▶ _Exercise brief_
Convert the material into a JSON list of strings, one string per line, starting at the line containing "Presence check: is there any ceiling fan blade" and ending at the line containing "[12,277,281,354]", with both of those lines included. Leave out blank lines and the pictures.

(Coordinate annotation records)
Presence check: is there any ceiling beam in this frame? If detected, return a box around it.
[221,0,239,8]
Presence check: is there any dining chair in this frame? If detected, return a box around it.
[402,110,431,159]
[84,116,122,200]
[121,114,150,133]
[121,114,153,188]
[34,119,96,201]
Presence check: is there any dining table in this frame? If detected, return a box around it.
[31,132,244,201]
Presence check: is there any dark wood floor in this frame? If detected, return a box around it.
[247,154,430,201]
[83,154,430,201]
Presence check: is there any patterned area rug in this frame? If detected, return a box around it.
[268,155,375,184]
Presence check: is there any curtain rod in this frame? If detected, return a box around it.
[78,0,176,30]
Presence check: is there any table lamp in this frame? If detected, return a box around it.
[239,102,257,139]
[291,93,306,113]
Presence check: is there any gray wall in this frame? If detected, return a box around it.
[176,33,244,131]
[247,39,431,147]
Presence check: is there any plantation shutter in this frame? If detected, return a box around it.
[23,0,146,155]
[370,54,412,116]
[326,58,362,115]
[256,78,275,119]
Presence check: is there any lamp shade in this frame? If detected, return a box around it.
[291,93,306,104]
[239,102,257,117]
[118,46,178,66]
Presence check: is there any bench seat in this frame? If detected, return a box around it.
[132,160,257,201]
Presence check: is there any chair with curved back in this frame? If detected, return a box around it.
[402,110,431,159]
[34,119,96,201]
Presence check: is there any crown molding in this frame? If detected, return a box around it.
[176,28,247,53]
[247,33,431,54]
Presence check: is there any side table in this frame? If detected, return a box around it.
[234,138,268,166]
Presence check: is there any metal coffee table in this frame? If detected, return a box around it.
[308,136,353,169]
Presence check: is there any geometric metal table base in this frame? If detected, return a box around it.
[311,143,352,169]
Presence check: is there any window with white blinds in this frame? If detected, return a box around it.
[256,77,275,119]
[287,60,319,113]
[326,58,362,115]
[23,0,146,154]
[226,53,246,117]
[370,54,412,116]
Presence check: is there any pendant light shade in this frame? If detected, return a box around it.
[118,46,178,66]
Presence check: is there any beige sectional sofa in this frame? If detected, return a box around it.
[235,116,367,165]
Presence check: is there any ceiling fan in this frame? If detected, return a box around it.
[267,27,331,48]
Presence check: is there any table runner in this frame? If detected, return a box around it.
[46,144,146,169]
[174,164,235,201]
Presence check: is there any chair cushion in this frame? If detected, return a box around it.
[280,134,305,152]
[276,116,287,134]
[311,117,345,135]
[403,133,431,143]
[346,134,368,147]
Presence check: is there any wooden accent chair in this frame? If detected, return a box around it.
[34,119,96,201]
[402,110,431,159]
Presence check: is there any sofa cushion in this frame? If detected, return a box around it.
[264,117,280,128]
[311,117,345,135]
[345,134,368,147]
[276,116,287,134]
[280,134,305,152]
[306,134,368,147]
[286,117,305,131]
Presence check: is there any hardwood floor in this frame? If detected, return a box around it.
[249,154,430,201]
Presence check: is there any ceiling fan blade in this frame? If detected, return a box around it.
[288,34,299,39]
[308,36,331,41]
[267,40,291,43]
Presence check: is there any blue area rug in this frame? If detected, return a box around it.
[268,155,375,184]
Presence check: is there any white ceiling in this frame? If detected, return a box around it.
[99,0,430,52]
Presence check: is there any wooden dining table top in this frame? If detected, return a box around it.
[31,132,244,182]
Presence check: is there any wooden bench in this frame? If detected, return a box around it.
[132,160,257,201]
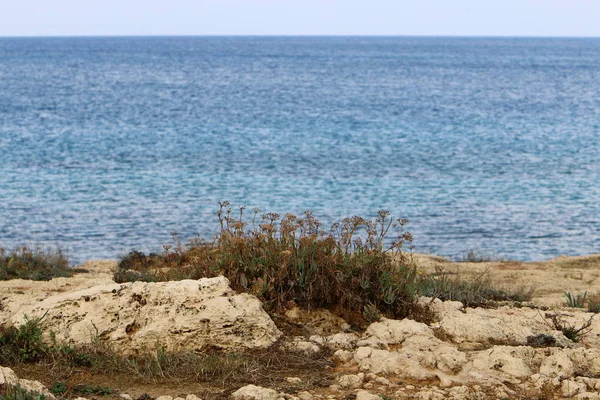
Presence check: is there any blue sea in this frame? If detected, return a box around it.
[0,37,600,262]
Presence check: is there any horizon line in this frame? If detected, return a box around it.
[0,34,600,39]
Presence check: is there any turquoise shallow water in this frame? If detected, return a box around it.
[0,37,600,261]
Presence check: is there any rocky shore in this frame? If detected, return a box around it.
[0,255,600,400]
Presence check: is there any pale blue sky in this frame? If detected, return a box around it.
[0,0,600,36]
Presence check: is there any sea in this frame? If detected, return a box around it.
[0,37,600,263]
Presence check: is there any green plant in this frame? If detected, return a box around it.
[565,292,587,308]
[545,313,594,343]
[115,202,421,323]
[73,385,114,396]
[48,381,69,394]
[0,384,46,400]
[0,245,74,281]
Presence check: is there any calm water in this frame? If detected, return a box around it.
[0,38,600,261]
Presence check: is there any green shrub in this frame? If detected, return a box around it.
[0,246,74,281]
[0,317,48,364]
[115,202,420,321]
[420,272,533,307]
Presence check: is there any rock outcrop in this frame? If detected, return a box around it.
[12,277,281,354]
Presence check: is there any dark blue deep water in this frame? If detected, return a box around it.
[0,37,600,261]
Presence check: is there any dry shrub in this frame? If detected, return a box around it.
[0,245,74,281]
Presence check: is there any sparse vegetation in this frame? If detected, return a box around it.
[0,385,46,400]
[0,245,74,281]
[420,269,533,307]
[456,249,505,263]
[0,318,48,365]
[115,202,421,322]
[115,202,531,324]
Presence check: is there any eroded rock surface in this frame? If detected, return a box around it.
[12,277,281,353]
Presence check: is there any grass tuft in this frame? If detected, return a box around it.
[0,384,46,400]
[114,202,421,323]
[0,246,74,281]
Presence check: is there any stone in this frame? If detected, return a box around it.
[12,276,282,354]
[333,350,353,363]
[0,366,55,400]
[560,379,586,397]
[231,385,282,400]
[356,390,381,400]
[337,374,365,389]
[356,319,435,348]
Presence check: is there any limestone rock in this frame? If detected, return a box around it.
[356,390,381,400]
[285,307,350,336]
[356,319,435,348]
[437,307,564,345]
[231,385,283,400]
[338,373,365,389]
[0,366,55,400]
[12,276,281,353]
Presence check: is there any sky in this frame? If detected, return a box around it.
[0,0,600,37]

...

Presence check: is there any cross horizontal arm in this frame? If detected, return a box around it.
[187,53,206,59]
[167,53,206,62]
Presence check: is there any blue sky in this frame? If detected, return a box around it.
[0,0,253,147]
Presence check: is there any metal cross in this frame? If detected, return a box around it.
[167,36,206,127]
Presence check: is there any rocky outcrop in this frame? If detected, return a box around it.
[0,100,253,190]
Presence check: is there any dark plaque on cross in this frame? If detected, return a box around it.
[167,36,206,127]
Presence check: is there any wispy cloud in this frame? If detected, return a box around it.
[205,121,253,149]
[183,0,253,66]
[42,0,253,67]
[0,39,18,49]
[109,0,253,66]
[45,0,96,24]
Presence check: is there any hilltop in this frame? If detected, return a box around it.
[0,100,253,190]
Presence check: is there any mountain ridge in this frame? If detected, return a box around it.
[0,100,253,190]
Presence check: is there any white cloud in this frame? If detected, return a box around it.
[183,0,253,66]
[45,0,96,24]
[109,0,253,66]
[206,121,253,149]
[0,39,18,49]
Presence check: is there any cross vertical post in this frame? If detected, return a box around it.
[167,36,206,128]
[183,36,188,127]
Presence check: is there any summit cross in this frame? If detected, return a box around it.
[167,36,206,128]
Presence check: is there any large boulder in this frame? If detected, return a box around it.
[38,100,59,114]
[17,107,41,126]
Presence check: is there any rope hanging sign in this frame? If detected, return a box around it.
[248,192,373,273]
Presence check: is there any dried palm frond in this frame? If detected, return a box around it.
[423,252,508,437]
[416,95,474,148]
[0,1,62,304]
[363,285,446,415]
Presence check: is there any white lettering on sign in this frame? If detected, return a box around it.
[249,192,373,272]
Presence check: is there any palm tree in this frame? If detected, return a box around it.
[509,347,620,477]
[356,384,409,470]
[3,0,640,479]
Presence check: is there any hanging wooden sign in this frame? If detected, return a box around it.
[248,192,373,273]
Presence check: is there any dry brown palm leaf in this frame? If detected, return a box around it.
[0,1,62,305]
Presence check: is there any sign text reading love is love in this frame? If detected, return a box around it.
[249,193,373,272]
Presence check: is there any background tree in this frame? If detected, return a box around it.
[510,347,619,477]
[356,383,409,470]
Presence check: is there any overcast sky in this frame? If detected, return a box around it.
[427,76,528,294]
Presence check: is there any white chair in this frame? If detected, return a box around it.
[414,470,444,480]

---

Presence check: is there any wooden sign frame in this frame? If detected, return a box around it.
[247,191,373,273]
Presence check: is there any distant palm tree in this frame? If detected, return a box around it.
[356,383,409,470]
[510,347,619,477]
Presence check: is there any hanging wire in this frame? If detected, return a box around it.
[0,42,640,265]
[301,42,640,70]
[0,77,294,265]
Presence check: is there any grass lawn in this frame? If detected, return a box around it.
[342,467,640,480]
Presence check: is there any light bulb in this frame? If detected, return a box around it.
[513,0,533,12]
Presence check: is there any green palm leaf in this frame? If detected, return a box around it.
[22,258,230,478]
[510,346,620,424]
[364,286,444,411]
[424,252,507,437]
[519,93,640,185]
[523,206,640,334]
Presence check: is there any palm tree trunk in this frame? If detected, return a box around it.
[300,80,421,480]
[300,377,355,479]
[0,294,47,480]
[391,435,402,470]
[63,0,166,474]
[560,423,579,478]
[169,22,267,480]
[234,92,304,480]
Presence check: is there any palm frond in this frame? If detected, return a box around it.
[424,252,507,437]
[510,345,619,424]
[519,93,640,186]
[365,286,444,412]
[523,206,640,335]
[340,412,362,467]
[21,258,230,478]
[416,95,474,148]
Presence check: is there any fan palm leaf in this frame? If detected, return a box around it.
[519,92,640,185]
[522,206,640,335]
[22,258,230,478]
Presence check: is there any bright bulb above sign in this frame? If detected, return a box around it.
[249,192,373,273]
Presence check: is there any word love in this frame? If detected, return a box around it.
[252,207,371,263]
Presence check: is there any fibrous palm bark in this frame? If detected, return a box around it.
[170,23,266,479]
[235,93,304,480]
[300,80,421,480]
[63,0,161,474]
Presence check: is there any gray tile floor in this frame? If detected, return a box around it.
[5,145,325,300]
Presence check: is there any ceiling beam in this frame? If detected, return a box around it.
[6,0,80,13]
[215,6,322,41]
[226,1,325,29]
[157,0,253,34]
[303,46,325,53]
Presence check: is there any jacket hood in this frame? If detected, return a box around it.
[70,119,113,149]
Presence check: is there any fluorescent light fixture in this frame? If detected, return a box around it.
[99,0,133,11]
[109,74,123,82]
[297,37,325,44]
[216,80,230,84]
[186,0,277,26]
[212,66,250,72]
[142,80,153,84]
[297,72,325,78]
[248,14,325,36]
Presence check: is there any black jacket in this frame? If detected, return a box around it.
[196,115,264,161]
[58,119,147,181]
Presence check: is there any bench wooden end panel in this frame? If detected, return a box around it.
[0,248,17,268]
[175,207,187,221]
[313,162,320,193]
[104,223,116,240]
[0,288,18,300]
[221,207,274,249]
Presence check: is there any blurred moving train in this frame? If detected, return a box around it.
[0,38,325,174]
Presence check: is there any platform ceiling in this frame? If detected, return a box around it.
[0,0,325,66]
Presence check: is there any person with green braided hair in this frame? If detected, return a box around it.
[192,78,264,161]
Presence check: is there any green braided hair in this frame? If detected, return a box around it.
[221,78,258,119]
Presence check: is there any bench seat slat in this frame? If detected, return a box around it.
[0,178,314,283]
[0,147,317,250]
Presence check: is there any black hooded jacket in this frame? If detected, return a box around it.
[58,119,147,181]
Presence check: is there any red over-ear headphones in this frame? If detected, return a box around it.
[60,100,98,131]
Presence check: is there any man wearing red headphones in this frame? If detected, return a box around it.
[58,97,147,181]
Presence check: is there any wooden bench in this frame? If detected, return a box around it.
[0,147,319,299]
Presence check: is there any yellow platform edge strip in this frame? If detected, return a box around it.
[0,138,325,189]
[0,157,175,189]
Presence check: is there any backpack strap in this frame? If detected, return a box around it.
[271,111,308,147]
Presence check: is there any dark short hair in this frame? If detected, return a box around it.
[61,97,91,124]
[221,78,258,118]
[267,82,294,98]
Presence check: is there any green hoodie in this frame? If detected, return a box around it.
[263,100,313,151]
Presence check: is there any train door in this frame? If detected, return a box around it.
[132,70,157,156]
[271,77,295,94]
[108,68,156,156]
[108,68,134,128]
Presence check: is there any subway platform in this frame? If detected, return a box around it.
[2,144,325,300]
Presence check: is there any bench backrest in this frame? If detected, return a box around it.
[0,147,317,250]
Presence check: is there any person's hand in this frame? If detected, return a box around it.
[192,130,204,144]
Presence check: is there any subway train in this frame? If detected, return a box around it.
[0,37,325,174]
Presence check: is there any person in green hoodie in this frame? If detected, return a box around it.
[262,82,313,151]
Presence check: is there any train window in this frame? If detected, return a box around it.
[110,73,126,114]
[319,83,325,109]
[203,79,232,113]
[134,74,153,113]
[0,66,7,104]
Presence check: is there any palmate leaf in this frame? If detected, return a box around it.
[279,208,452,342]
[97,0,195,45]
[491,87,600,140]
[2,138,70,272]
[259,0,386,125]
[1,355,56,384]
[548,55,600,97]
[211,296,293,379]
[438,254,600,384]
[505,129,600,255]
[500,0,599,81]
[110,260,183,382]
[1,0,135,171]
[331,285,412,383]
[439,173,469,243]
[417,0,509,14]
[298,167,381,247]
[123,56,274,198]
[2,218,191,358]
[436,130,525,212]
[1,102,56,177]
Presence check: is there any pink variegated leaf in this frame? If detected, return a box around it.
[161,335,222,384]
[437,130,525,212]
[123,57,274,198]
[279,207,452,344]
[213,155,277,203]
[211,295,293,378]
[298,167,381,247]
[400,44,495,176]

▶ _Task response_
[
  "Presence check: is there any ceiling fan blade in this frame? If detected, return a box around it.",
  "[288,34,299,39]",
  "[308,36,331,41]",
  "[267,40,291,43]",
  "Presence check: is there any blue area rug in this frame? If detected, return a box around it.",
  "[268,155,375,184]",
  "Presence check: is there any white ceiling in this frame? If detected, return a box around it.",
  "[99,0,430,52]",
  "Presence check: is there any wooden dining table top in this frame? If detected, return a box around it.",
  "[31,132,244,182]",
  "Presence check: is there any wooden bench in this frame? If detected, return a box around it.",
  "[132,160,257,201]",
  "Presence check: is there any blue sea in this frame? If detected, return a box around it.",
  "[0,37,600,262]",
  "Presence check: is there any horizon line in this frame? If detected, return a box around it.",
  "[0,34,600,39]",
  "Presence check: is there any turquoise shallow water in this frame? If detected, return a box around it.",
  "[0,37,600,261]",
  "Presence check: is there any rocky shore in this frame? If detected, return a box around it.",
  "[0,255,600,400]",
  "Presence check: is there any pale blue sky in this frame? If detected, return a box around it.",
  "[0,0,600,36]",
  "Presence check: is there any sea in this frame? If detected, return a box around it.",
  "[0,37,600,263]",
  "Presence check: is there any green plant in this frame? If detected, return a box around it.",
  "[565,292,587,308]",
  "[545,313,594,343]",
  "[115,202,421,323]",
  "[73,385,114,396]",
  "[48,381,69,394]",
  "[0,384,46,400]",
  "[0,245,74,281]",
  "Presence check: is there any calm water in this frame? If detected, return a box around it.",
  "[0,38,600,261]",
  "Presence check: is there any green shrub in this frame? If detected, return a box around it.",
  "[0,246,74,281]",
  "[0,317,48,364]",
  "[115,202,420,321]",
  "[420,272,533,307]",
  "Presence check: is there any rock outcrop in this frame? If detected, return a box around it.",
  "[12,277,281,354]"
]